> TASK REQUIREMENTS
Go through the records line by line from the top and repeat each one exactly, ending with the line that contains "for duck orange".

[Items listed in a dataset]
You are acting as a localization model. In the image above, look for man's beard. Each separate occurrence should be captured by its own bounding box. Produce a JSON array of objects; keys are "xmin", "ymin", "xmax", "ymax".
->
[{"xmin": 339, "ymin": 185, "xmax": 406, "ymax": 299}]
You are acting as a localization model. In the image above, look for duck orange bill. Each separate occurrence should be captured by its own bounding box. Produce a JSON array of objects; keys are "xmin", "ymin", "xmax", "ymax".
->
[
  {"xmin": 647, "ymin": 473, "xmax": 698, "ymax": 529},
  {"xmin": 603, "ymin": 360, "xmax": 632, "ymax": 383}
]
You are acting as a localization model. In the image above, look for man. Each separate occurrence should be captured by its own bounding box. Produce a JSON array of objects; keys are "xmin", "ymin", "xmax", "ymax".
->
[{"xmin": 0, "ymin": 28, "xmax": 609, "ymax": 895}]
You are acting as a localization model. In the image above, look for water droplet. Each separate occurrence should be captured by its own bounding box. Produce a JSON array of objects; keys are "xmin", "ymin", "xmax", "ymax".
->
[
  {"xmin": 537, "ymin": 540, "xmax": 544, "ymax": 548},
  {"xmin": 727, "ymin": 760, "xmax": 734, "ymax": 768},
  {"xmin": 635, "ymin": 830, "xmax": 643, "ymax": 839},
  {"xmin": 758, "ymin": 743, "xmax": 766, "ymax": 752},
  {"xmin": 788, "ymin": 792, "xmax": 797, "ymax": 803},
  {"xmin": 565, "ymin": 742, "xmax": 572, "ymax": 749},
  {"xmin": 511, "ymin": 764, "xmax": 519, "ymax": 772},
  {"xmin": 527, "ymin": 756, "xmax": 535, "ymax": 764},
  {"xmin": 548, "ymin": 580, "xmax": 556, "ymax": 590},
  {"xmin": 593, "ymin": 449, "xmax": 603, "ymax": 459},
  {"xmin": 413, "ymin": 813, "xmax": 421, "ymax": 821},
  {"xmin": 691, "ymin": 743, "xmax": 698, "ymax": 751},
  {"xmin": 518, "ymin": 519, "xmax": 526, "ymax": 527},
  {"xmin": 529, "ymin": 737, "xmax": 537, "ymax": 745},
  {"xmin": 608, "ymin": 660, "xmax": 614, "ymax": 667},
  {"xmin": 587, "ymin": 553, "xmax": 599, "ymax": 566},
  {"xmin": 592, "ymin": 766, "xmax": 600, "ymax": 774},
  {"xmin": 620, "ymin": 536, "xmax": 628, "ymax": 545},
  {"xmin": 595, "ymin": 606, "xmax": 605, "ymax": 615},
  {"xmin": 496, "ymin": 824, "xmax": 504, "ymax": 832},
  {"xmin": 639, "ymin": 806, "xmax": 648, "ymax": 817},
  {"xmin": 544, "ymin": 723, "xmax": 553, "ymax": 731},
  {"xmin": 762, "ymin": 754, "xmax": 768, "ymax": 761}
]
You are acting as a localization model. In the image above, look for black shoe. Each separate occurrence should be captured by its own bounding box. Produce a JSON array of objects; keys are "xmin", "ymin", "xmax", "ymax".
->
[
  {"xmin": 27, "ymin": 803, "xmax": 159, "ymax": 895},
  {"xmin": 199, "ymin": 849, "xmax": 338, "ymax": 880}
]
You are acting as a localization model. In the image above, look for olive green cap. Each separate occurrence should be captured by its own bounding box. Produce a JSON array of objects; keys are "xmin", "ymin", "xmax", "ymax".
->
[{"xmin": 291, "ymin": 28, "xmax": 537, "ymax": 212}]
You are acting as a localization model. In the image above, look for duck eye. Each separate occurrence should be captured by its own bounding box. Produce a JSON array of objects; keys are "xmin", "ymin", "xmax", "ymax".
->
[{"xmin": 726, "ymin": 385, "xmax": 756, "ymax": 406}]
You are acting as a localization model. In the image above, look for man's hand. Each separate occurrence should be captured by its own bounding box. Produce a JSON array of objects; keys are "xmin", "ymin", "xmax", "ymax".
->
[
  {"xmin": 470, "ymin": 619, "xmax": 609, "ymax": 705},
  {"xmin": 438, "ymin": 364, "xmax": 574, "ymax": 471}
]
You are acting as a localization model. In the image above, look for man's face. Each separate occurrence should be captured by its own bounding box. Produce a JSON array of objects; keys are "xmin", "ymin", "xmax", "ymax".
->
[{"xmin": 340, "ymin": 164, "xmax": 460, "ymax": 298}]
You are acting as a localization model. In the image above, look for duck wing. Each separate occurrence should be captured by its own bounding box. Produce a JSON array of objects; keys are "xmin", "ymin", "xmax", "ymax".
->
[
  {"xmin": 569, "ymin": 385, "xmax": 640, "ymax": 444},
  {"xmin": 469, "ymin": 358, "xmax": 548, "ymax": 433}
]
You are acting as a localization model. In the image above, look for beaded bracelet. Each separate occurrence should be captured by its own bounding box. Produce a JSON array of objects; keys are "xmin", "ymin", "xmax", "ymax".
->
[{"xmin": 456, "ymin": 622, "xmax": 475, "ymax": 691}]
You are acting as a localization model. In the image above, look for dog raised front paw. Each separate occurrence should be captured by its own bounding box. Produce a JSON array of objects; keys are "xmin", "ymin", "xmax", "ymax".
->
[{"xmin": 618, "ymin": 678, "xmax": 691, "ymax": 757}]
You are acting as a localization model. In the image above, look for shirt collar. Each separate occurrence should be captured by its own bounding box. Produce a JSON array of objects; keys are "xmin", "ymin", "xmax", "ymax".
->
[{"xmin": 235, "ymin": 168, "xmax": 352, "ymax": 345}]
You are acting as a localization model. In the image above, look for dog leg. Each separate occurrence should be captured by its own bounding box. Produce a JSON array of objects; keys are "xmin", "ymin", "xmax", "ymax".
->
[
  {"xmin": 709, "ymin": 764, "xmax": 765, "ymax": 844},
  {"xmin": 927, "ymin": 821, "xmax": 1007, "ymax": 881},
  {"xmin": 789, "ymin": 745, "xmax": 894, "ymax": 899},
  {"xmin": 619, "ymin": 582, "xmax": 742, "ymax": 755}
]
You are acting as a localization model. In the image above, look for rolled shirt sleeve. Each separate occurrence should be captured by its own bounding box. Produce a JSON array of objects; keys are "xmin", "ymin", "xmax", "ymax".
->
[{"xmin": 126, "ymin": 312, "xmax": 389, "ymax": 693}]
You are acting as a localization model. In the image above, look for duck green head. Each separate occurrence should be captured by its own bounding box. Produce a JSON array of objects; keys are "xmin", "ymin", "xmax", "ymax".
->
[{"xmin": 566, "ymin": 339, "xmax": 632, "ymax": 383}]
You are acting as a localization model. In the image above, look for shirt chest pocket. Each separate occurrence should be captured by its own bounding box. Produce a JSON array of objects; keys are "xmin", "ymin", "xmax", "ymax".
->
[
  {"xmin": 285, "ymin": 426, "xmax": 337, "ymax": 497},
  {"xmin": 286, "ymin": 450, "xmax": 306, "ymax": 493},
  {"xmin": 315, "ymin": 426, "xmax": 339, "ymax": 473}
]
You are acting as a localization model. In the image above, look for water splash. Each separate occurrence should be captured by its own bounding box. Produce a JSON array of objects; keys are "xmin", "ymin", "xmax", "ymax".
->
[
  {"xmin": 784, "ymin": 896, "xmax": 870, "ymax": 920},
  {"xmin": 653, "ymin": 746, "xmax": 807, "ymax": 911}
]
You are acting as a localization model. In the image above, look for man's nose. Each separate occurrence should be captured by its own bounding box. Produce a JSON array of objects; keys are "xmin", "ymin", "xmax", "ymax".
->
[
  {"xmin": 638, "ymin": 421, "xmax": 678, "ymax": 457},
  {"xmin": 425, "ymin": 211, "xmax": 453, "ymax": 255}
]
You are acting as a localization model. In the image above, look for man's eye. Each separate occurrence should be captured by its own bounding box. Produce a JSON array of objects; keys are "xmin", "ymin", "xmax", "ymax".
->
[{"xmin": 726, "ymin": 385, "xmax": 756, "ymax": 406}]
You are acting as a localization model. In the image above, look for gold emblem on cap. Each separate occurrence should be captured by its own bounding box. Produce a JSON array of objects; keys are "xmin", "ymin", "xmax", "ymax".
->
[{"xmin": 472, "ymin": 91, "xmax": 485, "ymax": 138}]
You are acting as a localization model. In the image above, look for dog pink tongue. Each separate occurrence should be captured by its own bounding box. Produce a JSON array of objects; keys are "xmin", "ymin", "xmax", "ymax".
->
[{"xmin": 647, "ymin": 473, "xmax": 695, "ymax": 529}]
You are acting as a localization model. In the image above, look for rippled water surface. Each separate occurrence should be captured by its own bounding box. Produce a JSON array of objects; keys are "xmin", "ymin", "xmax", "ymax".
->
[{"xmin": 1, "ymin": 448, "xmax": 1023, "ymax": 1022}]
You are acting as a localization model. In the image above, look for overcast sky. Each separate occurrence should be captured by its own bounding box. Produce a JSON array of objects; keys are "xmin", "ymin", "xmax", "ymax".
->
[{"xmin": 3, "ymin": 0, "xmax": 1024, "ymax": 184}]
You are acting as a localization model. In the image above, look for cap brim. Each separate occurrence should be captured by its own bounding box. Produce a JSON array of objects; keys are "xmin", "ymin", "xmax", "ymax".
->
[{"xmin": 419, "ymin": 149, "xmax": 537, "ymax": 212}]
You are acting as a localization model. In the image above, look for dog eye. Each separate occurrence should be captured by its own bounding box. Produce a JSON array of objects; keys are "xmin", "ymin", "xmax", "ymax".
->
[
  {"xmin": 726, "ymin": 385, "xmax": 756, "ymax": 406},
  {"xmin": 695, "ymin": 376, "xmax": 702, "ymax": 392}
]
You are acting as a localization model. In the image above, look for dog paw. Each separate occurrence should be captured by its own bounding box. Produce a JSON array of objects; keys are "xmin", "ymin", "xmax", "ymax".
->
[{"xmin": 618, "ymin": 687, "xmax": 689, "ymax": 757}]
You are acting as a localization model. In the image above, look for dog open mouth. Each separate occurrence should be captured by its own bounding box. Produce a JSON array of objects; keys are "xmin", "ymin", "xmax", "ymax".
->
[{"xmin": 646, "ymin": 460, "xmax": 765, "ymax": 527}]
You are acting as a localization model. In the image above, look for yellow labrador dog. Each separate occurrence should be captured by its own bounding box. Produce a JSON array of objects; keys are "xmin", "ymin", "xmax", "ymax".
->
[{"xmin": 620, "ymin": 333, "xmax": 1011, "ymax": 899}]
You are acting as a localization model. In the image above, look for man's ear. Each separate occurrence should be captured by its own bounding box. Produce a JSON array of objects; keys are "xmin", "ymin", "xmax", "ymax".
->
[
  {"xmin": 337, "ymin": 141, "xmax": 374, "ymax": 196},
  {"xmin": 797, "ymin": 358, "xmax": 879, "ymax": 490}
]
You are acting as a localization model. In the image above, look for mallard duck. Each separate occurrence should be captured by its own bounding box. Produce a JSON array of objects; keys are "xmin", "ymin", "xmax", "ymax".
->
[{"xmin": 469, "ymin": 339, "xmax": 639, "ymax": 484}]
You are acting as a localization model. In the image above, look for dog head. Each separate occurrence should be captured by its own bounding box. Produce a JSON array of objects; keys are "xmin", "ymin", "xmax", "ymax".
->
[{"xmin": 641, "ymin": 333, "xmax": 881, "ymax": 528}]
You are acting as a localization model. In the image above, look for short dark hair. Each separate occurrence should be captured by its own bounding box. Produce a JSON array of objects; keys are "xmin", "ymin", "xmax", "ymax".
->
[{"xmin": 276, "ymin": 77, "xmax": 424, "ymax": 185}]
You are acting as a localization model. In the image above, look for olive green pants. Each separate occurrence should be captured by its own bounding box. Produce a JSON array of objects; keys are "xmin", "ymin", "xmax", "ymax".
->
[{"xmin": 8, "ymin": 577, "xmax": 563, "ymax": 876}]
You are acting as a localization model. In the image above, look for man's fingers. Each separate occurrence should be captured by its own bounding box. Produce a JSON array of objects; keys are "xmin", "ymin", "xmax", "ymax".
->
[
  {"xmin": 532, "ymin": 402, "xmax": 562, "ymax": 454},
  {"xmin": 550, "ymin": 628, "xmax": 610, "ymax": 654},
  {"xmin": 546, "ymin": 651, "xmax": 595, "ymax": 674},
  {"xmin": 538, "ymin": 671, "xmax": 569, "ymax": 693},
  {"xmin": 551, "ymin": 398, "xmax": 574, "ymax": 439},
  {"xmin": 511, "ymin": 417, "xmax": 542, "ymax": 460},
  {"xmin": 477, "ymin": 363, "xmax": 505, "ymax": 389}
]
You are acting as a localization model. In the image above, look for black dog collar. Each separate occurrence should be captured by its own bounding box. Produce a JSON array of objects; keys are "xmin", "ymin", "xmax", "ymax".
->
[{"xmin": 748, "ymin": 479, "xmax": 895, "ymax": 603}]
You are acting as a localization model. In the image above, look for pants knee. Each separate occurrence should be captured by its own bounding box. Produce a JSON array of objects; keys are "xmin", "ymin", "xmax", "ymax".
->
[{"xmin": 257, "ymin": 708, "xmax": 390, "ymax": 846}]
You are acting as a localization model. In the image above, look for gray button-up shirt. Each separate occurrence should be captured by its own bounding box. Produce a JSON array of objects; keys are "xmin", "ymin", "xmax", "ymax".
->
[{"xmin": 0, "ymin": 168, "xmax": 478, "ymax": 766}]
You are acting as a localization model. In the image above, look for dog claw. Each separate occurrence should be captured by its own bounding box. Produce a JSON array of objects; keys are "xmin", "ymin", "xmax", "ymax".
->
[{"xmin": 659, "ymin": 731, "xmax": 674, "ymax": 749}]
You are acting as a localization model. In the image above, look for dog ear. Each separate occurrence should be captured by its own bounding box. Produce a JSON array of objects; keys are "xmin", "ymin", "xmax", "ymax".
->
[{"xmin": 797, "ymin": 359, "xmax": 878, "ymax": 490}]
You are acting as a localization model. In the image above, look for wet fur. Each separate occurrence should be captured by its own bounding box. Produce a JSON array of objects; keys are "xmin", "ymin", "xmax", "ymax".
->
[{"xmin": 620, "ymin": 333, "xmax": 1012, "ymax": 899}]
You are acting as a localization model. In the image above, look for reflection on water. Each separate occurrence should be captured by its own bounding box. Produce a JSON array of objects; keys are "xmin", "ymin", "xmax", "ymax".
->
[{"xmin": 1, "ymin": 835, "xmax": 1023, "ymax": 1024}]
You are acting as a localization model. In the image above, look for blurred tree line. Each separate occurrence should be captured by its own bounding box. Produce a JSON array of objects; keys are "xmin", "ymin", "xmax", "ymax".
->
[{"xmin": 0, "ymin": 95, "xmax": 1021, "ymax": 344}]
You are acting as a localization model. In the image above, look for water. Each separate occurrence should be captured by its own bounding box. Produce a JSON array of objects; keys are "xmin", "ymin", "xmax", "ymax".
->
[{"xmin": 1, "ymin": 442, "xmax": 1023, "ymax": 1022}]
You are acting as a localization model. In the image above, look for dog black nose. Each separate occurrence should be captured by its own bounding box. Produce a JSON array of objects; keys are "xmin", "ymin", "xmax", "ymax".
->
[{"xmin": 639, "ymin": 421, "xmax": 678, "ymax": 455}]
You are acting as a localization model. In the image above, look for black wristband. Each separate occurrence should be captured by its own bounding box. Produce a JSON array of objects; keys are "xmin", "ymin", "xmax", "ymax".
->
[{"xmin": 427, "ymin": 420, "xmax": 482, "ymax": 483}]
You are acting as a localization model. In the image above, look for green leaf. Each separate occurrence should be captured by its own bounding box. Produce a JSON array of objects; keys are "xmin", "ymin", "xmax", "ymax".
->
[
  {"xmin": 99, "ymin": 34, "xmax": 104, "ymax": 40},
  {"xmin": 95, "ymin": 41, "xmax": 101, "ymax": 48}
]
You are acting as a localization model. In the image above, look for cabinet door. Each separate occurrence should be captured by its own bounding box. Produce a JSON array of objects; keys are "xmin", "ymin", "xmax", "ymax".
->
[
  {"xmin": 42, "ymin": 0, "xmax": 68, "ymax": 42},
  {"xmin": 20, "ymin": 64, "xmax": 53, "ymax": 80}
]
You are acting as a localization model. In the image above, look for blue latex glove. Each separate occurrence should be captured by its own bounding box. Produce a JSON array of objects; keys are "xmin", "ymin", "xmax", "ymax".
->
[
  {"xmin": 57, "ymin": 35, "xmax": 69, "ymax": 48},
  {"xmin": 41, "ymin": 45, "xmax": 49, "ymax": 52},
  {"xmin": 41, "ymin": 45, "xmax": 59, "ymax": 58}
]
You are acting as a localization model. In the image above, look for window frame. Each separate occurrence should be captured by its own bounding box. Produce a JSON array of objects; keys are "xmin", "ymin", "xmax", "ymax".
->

> EXERCISE ANSWER
You are acting as a localization model. In the image above, look for man's beard. Each separate occurrence should be captured by its own bounding box. Produce a JSON array of objects; keys are "xmin", "ymin", "xmax", "ymax".
->
[{"xmin": 339, "ymin": 185, "xmax": 406, "ymax": 299}]
You are acting as a localization model. In the image above, look for duck orange bill. Each separate occurrence should be captured by its own bounding box. Produce a JSON array of objects; keys are "xmin", "ymin", "xmax", "ymax".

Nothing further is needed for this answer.